Write out every single entry exactly.
━━━━━ Materials provided
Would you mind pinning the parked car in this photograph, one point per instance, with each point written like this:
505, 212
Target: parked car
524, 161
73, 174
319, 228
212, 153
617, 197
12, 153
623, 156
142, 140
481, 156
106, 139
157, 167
━━━━━━━━━━
> **Exercise solution**
Would you mind pinning the parked car in this photograph, one point per instance, with each point written like this:
505, 212
Target: parked car
524, 161
73, 174
319, 228
212, 153
617, 197
12, 153
623, 156
142, 140
481, 156
106, 139
157, 167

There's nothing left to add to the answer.